[Source text]
◇ ◇ ◇ ◇ ◇

Three interpretations of matrix products

70 points by nivter 2 years ago · 27 comments

Reader

mkl95 2 years ago

This site looks like a similar concept to https://immersivemath.com/ which is one of my favorite sites ever.

ribit 2 years ago

It is also interesting how this relates to hardware implementations. Nvidia and Intel AMX appear to be using dot product engines under the hood and do a matrix multiplication in a single instruction. Apple AMX and ARM SME use outer product engines and require multiple instructions to do a single matrix multiplication.

adrian_b 2 years ago

Nobody is using dot product engines, because dot product throughput is limited by the latency of fused multiply-add, instead of by the clock frequency.
Moreover, dot product throughput is limited by the memory read throughput.
Any matrix-matrix product implementation is best done based on tensor products of vectors, because each such product is composed of independent operations, so their latencies can be hidden. Moreover, a tensor product requires a number of multiplications equal to the product of the sizes of the operands, but a number of loads from memory equal to the sum of the sizes of the operands.
With enough registers to store the matrix result, it is easy to ensure that the product of the operand sizes is greater than the sum of the operand sizes, so that the throughput of the memory reads does not limit the attainable performance.
Where a matrix-matrix product is done by a single instruction, it normally also uses tensor products. Only when both the input operands and the result are stored in registers, the instruction could also be implemented by AXPY operations (where the fused multiply-add operations are also independent), but not by dot products (with dependent FMAs that prevent pipelining).
"AXPY" is a name that comes from the BLAS library and it refers to an operation fundamental in linear algebra, "A times vector X Plus vector Y". There are many cases when it is possible to choose between AXPY and scalar products. AXPY is normally the right choice, because it is composed of independent FMAs, which can be interleaved and pipelined.
- ribit 2 years ago
  
  Thank you, very insightful and makes perfect sense! I do wonder however why Nvidia and Intel chose not to expose an AXPY/outer product instruction if they use these kinds of operations under the hood. I can imagine them being useful in their own right. My best guess is that this gives them freedom to change the implementation details later on (e.g. the order of swizzles)?

bmacho 2 years ago

The first two interpretations are about matrix-vector products, and the third is about matrix-matrix product. This is a bit surprising, as I was expecting different interpretations of the same thing.

Anyway these are basic stuff, but it's nice to see them formulated!

◇ ◇ ◇ ◇ ◇

[Written instruction 1]
According to the thread on matrix products, why is AXPY normally the right choice over scalar products?
[Written instruction 2]
Print the part of the thread on matrix products that opens with the words containing "It is also interesting" and closes with "memory read throughput.".

(Entries on locating named things)
◇ ◇ ◇ ◇ ◇

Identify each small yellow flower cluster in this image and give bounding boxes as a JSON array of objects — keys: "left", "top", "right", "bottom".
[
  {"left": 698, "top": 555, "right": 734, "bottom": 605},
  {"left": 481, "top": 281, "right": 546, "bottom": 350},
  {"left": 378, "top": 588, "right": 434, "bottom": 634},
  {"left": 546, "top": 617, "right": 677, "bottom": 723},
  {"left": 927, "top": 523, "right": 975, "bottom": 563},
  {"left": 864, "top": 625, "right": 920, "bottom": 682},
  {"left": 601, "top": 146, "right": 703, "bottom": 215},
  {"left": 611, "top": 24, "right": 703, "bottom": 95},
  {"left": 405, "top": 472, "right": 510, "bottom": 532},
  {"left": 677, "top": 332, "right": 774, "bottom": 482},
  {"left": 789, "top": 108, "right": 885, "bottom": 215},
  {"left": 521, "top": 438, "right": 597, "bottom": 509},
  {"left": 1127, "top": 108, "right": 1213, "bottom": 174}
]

◇ ◇ ◇ ◇ ◇

[Final answer 1]
AXPY is made up of independent fused multiply-add operations, which can be interleaved and pipelined. Dot products rely on dependent FMAs, and that dependence prevents pipelining.

[Final answer 2]
It is also interesting how this relates to hardware implementations. Nvidia and Intel AMX appear to be using dot product engines under the hood and do a matrix multiplication in a single instruction. Apple AMX and ARM SME use outer product engines and require multiple instructions to do a single matrix multiplication.

adrian_b 2 years ago

Nobody is using dot product engines, because dot product throughput is limited by the latency of fused multiply-add, instead of by the clock frequency.
Moreover, dot product throughput is limited by the memory read throughput.